Comment a été traité le féminicide de l'actrice Marie Trintignant par le chanteur Bertrand Cantat en 2003 dans cette chambre d'hôtel de Vilnius ? Et que nous raconte au juste ce traitement médiatique sur notre rapport au genre, au sexisme, à notre culture, à certaines définitions de "l'amour" et des violences ?
Cela, c'est ce que cherche à savoir un nouveau podcast signé Binge Audio : "Marie Trintignant, enquête sur le dernier crime passionnel". Et ce en réunissant les voix de reporters qui ont pu couvrir "l'affaire" à l'époque dans les journaux - Libération, Le Parisien... Et en citant la presse rock d'alors.
"20 ans après le meurtre de Marie Trintignant par Bertrand Cantat, alors que notre appréhension des mécaniques mortifères de la violence au sein des couples a bien évolué, que reste-t-il de ce féminicide et de son récit médiatique ?", s'interroge le journaliste Thomas Rozec à travers cette enquête.
_ _ _ _ _
# TÂCHES DEMANDÉES:
**a.** Reproduisez fidèlement le passage de l'extrait sur le podcast consacré à Marie Trintignant, de « Comment a été » à « presse rock d'alors. ».
**b.** D'après l'extrait sur le podcast consacré à Marie Trintignant, les affirmations suivantes sont-elles exactes ? Répondez par oui ou par non et citez les mots de l'extrait qui tranchent.
(i) Le podcast est produit par Binge Audio.
(ii) Le meurtre a eu lieu dans une chambre d'hôtel à Paris.
(iii) L'enquête est menée par le journaliste Thomas Rozec.
**c.** Reprenez l'extrait sur le podcast consacré à Marie Trintignant et poursuivez-le après sa dernière phrase.
Les données qui suivent proviennent d'une autre source.
_ _ _ _ _
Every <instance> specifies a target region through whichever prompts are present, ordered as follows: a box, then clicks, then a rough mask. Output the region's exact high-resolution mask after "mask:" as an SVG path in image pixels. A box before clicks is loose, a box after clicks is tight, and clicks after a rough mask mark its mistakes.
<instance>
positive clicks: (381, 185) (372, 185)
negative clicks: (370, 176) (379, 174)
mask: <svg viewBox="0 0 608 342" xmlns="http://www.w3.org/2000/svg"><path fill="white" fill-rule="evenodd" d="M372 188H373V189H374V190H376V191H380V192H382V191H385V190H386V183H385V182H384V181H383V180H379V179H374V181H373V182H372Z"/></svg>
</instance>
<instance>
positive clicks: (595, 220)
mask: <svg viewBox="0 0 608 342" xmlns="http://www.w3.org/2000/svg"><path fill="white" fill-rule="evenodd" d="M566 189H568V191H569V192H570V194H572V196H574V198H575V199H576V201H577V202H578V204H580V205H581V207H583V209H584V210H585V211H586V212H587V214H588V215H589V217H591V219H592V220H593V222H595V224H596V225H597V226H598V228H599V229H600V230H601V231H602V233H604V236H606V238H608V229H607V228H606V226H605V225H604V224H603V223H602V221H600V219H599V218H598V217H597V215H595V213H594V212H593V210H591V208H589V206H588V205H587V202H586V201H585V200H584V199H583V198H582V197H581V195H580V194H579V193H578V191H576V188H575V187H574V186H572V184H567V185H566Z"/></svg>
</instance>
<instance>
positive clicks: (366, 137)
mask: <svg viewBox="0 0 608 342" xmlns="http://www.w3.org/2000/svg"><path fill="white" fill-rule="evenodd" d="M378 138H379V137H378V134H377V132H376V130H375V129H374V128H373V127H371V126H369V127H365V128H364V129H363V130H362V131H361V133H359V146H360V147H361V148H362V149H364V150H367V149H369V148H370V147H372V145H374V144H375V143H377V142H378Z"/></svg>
_ _ _ _ _
# RÉPONSES PAR TÂCHE:
**a.**
Comment a été traité le féminicide de l'actrice Marie Trintignant par le chanteur Bertrand Cantat en 2003 dans cette chambre d'hôtel de Vilnius ? Et que nous raconte au juste ce traitement médiatique sur notre rapport au genre, au sexisme, à notre culture, à certaines définitions de "l'amour" et des violences ?
Cela, c'est ce que cherche à savoir un nouveau podcast signé Binge Audio : "Marie Trintignant, enquête sur le dernier crime passionnel". Et ce en réunissant les voix de reporters qui ont pu couvrir "l'affaire" à l'époque dans les journaux - Libération, Le Parisien... Et en citant la presse rock d'alors.

**b.**
(i) Oui : « un nouveau podcast signé Binge Audio ».
(ii) Non : « dans cette chambre d'hôtel de Vilnius ».
(iii) Oui : « s'interroge le journaliste Thomas Rozec à travers cette enquête ».

**c.**
Une écoute à retrouver ici, et nécessaire afin de mieux comprendre pourquoi cette tragédie en dit long sur ce que nous vivons et observons encore aujourd'hui, malgré #MeToo, la libération de la parole, et l'évolution des médias.
La simple appellation de "crime passionnel", abondamment employée à l'époque afin de désigner le sort d'une femme tabassée à mort par son compagnon, a déjà du vous faire grincer des dents.
Oui oui, "crime passionnel". E que s'apelerio, "féminicide". Lorsqu'une femme est tuée parce qu'elle est une femme. Pourquoi est-ce si dur à dire ?
Au début des années 2000, les déclinaisons abondaient pour euphémiser au possible ce drame : "crime passionnel" donc mais aussi "crime d'amour", et formulations diverses : "il l'aimait tant qu'il l'a tuée". Romantiser une attitude masculine violente, une emprise ou carrément un féminicide, bien des films l'ont déjà fait par le passé, et le feront encore ensuite hélas : mais ça fait d'autant plus mal quand cela s'observe dans la réalité brute.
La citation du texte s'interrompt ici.